#### DESCRIPTION OF THE TASK
Extract every line of the data below word for word, omitting the pictures.

#### STORED RECORDS
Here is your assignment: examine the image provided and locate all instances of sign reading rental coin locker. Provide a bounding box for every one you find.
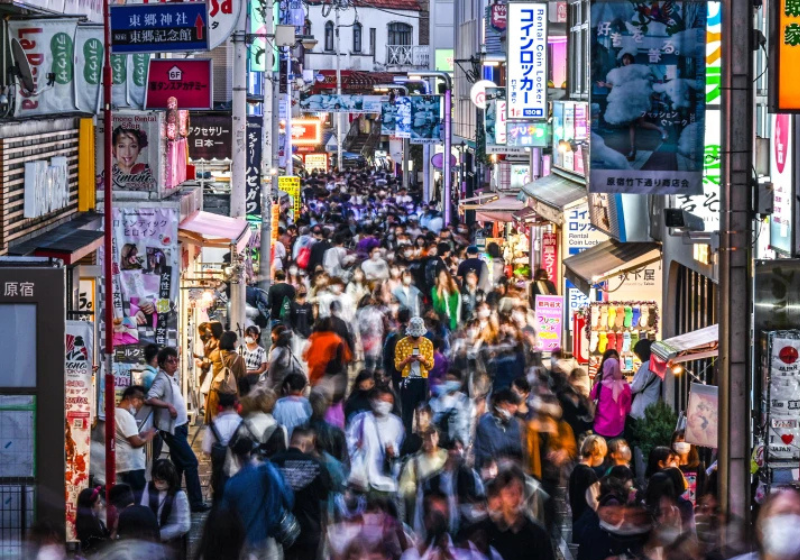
[768,0,800,113]
[506,2,547,120]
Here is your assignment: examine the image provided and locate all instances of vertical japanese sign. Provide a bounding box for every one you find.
[410,95,442,144]
[278,177,302,220]
[589,1,707,195]
[106,208,180,361]
[484,87,506,146]
[245,116,264,216]
[533,296,564,352]
[768,0,800,113]
[541,233,561,283]
[8,18,78,117]
[64,321,94,541]
[769,114,794,255]
[506,2,548,120]
[75,25,103,114]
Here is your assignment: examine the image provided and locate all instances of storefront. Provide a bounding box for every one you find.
[564,239,662,375]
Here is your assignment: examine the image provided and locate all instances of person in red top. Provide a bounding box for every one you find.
[303,317,353,386]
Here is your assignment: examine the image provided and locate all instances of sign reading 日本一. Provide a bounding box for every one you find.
[111,2,208,54]
[589,0,708,195]
[506,2,548,119]
[533,296,564,352]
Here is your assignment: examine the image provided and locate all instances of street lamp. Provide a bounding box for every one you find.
[408,72,453,226]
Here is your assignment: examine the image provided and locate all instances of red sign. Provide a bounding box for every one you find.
[541,233,560,284]
[144,58,214,109]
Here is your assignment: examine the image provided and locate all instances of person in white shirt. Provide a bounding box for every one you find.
[139,459,192,551]
[114,385,156,496]
[347,387,405,492]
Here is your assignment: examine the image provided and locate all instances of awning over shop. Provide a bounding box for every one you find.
[522,170,587,225]
[8,213,103,265]
[650,325,719,377]
[178,210,250,253]
[564,239,661,295]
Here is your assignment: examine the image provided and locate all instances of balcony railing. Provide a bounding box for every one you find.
[386,45,430,68]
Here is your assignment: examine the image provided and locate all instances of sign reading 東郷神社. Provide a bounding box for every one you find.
[506,2,548,120]
[111,2,209,54]
[145,58,214,109]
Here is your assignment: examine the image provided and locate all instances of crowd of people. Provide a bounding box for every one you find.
[45,170,768,560]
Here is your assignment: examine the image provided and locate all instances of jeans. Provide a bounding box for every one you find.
[161,424,203,508]
[400,377,428,434]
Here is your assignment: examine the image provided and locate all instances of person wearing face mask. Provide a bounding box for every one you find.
[114,385,156,496]
[346,387,405,493]
[140,459,192,553]
[392,270,422,316]
[394,317,433,432]
[671,430,706,506]
[474,389,522,470]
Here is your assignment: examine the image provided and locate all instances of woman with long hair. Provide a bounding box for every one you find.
[141,459,192,558]
[431,270,461,331]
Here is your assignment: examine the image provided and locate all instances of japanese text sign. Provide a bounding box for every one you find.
[111,2,208,54]
[188,113,233,160]
[506,2,548,120]
[144,58,214,109]
[768,0,800,113]
[541,233,561,283]
[533,296,564,352]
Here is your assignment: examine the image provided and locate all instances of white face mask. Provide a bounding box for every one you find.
[372,401,392,416]
[672,441,692,455]
[762,513,800,560]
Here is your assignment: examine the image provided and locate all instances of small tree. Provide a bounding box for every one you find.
[629,401,678,461]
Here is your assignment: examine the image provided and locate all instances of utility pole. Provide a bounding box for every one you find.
[228,4,247,336]
[258,0,275,290]
[717,0,754,524]
[334,0,344,171]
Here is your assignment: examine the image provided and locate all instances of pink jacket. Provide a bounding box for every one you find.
[590,382,633,438]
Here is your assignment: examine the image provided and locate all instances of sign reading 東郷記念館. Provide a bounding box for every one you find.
[110,2,209,54]
[506,2,548,120]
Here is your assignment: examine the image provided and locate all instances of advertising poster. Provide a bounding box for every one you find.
[394,97,411,138]
[506,2,548,120]
[95,111,166,192]
[484,87,506,146]
[111,208,180,355]
[300,93,385,113]
[245,115,264,216]
[686,383,719,449]
[409,95,442,144]
[75,25,103,113]
[381,101,397,136]
[188,112,233,161]
[541,233,561,284]
[8,18,78,117]
[533,296,564,352]
[64,321,94,541]
[769,114,794,255]
[589,1,707,195]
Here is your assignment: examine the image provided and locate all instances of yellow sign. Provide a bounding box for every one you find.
[769,0,800,113]
[278,177,301,220]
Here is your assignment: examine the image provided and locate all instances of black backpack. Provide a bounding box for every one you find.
[208,420,244,501]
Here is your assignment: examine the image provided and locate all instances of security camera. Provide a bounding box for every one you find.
[664,208,706,231]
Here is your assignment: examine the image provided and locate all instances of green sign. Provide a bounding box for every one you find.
[435,49,455,72]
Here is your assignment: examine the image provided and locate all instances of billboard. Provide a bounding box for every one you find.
[409,95,442,144]
[300,93,384,114]
[506,2,548,120]
[589,1,708,195]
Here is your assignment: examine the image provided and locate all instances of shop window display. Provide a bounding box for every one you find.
[586,301,659,375]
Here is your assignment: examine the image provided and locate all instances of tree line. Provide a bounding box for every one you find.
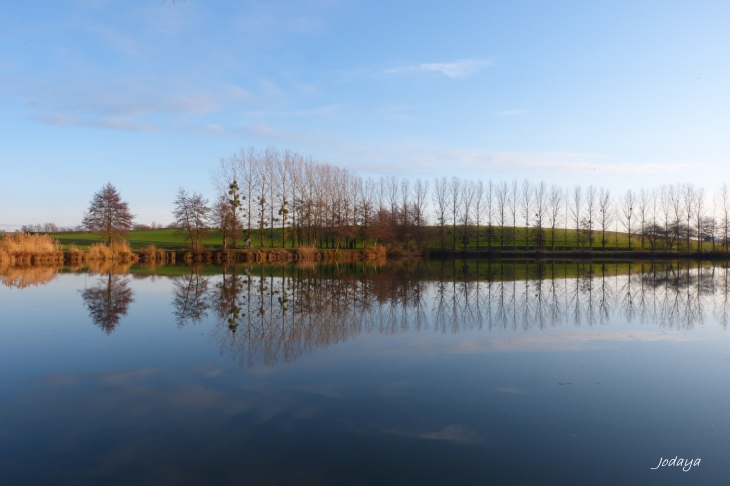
[45,148,730,251]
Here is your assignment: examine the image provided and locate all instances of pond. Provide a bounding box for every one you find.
[0,261,730,485]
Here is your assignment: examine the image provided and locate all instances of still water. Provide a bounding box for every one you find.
[0,262,730,485]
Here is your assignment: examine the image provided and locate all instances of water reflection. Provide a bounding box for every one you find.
[172,266,210,326]
[81,272,134,334]
[2,262,730,364]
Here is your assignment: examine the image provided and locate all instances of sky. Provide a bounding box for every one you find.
[0,0,730,229]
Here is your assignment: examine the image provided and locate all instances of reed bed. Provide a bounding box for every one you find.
[0,266,61,289]
[297,246,322,262]
[0,233,63,265]
[363,246,386,260]
[84,240,136,262]
[139,245,167,263]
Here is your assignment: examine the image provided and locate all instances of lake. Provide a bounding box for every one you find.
[0,261,730,485]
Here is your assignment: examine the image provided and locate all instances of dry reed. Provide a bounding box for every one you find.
[85,240,135,262]
[0,266,60,289]
[297,246,322,262]
[139,245,167,263]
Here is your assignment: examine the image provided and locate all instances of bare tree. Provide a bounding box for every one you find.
[507,181,520,250]
[81,183,134,244]
[210,194,233,248]
[460,181,476,251]
[621,189,636,249]
[680,182,699,251]
[172,188,210,252]
[570,185,583,246]
[496,182,509,247]
[448,177,463,251]
[533,181,550,248]
[637,188,651,248]
[474,179,484,251]
[548,184,564,250]
[413,179,428,246]
[716,184,730,251]
[598,187,613,250]
[433,177,449,250]
[520,179,534,247]
[586,186,596,248]
[692,187,714,251]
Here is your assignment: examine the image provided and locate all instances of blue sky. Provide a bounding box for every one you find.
[0,0,730,229]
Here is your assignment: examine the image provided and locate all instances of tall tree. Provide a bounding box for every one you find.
[621,189,636,249]
[598,187,613,250]
[430,177,449,250]
[172,187,210,252]
[548,184,564,250]
[81,183,134,244]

#### OUTPUT FOR THIS EXERCISE
Here is your assignment: examine the image provided and locate all instances of sign reading rental coin locker. Provide a bounding box for every one you find.
[768,0,800,113]
[506,2,547,120]
Here is your assignment: examine the image provided and locate all instances of vertical japanese sign. Provide a bounding box for every one you find.
[410,95,442,144]
[278,177,302,220]
[589,1,707,195]
[106,208,180,361]
[484,87,506,146]
[245,116,264,216]
[533,296,564,352]
[768,0,800,113]
[541,233,561,283]
[8,18,78,117]
[64,321,94,541]
[769,114,794,255]
[506,2,548,120]
[75,25,103,114]
Here is your assignment: examine the image provided and locate all instances of storefront. Provide a bounding box for every one you find.
[564,239,662,375]
Here is your assignment: examine the image provided and locate all instances of person in red top. Provide a bounding box for every one you find.
[303,317,353,386]
Here is your assignment: examine the image provided and locate all instances of sign reading 日本一. Provide a bounding box for every one you find.
[111,2,208,54]
[589,0,708,195]
[506,2,548,119]
[533,296,564,352]
Here is your assignment: examine the image provided and locate all instances of street lamp. Provide a bounding box for every one you find.
[408,72,453,226]
Here is your assignment: examine the image provided and locate all instances of red sign. Provide a bounding box for every one you find.
[541,233,560,284]
[144,58,214,109]
Here is your assignment: examine the image provided and locate all instances of person in white shirt. Provide a bounding box for every one you find.
[139,459,192,551]
[114,385,156,496]
[347,387,405,492]
Here is your assignment: examine the image provided and locate all instances of awning over shop. Provide a bounding box for every one you find.
[522,170,587,225]
[8,213,103,265]
[650,325,719,377]
[178,210,250,253]
[564,239,661,295]
Here is your assignment: examine the image provided and locate all instances of balcony railing. Provide a bounding box for every one you find.
[386,45,430,68]
Here is your assignment: examine the image provided and locate all instances of sign reading 東郷神社. Provide a bounding box for every one you find.
[506,2,548,120]
[111,2,209,54]
[145,58,214,109]
Here is your assignment: examine the image provided and locate all instances of crowd of people. Provide a bounding box for every one you find.
[45,170,768,560]
Here is your assignment: examine the image provided and locate all instances of jeans. Provide a bounding box for every one you find.
[161,424,203,508]
[400,377,428,434]
Here is your assignment: examine the image provided and locate all instances of person wearing face mask. Provide a bounding box for every one you find.
[114,385,156,496]
[346,387,405,493]
[140,459,192,553]
[392,270,422,316]
[394,317,433,432]
[671,430,706,506]
[474,389,522,470]
Here is your assignment: examine the image provided and locate all instances of woman with long hair. Provide a bounding box for every one you find.
[141,459,192,558]
[431,270,461,331]
Here is your assignment: examine the image provided and locate all instances of japanese text sign. Provide a bounding box for every one you find.
[111,2,208,54]
[188,113,233,160]
[506,2,548,120]
[144,58,214,109]
[768,0,800,113]
[541,233,561,283]
[533,296,564,352]
Here is your assignment: examine the image provided and locate all instances of white face mask. Provide a bounding box for every one you find.
[372,401,392,416]
[672,441,692,455]
[762,513,800,560]
Here is your assignment: examine the image provided and locate all instances of small tree. Provide a bounding box for every one you find.
[629,401,678,461]
Here is your assignment: examine the image provided and locate all instances of utility pole. Provide a bounding box for every one you find.
[228,4,247,336]
[258,0,275,290]
[717,0,754,524]
[334,0,344,171]
Here is your assignment: examine the image provided and locate all instances of pink jacket. Provide a bounding box for every one you find.
[590,382,633,438]
Here is your assignment: examine the image provided and locate all instances of sign reading 東郷記念館. Provide a bounding box for every one you find.
[110,2,209,54]
[506,2,548,120]
Here is your assignment: examine the image provided and locate all instances of advertising poster. Provide a bounding box for every one you find.
[394,97,411,138]
[506,2,548,120]
[95,111,166,192]
[484,87,506,146]
[111,208,180,355]
[300,93,385,113]
[245,115,264,216]
[686,383,719,449]
[409,95,442,144]
[75,25,103,113]
[381,101,397,136]
[188,112,233,161]
[541,233,561,284]
[8,18,78,117]
[533,296,564,352]
[64,321,94,541]
[769,114,794,255]
[589,1,707,195]
Here is your assignment: examine the image provided and locate all instances of yellow sign. Provide a bounding box for every one you find.
[769,0,800,113]
[278,177,301,220]
Here is your assignment: examine the image provided and locate all instances of black backpack. Provide a bounding box for every one you find.
[208,420,244,501]
Here is your assignment: examine the image provided and locate all instances of security camera. Provide a bounding box for every one you find.
[664,208,706,231]
Here is your assignment: examine the image provided and locate all instances of green sign. Provide a bounding box for every one you find.
[435,49,455,72]
Here is your assignment: examine the image provided and locate all instances of billboard. Provide a bounding box for every one you find.
[409,95,442,144]
[300,93,384,114]
[506,2,548,120]
[589,1,708,195]
Here is your assignment: examine the image provided and locate all instances of shop window display. Provide a bounding box for every one you find.
[586,301,659,375]
Here is your assignment: examine the image provided and locate all instances of tree line. Provide a bounding box for every one you find.
[45,148,730,251]
Here is your assignment: examine the image provided and locate all instances of pond. Provide a bounding box for every one you find.
[0,261,730,485]
Here is your assignment: examine the image provided and locate all instances of still water. Provide a bounding box for every one you find.
[0,262,730,485]
Here is your assignment: examine the image provided and locate all instances of water reflection. Provide a bounding box for every one you find.
[172,266,210,326]
[81,272,134,334]
[2,262,730,364]
Here is your assignment: examine the image provided and locate all instances of sky. Provide a bounding box for every one you find.
[0,0,730,229]
Here is your assignment: examine the image provided and locate all instances of reed bed. Provide a bounding box for every one you find.
[0,266,61,289]
[297,246,322,262]
[0,233,63,265]
[363,246,386,260]
[84,240,136,262]
[139,245,167,263]
Here is your assignment: examine the image provided and locate all instances of lake. Provide a bounding box for every one you find.
[0,261,730,485]
Here is your assignment: examine the image provided and locate all instances of dry reed. Provide a bounding box for every one you find.
[85,240,135,262]
[0,266,60,289]
[297,246,322,262]
[139,245,167,263]
Here is your assignment: examine the image provided and locate all instances of bare tree. Provide a bounding box for every one you find.
[507,181,520,250]
[81,183,134,244]
[210,194,233,248]
[460,181,476,251]
[621,189,636,249]
[680,182,699,251]
[172,188,210,252]
[570,185,583,246]
[496,182,509,247]
[448,177,463,251]
[533,181,550,248]
[637,188,651,248]
[474,179,484,251]
[548,184,564,250]
[413,179,428,246]
[716,184,730,251]
[598,187,613,250]
[433,177,449,250]
[520,179,534,247]
[586,186,596,248]
[692,187,714,251]
Here is your assignment: examine the image provided and locate all instances of blue sky. Provide a bounding box for every one you find.
[0,0,730,229]
Here is your assignment: examine the image provided and locate all instances of tall tree. Provide a bounding box for every one you find.
[621,189,636,249]
[598,187,613,250]
[430,177,449,250]
[172,187,210,252]
[548,184,564,250]
[81,183,134,244]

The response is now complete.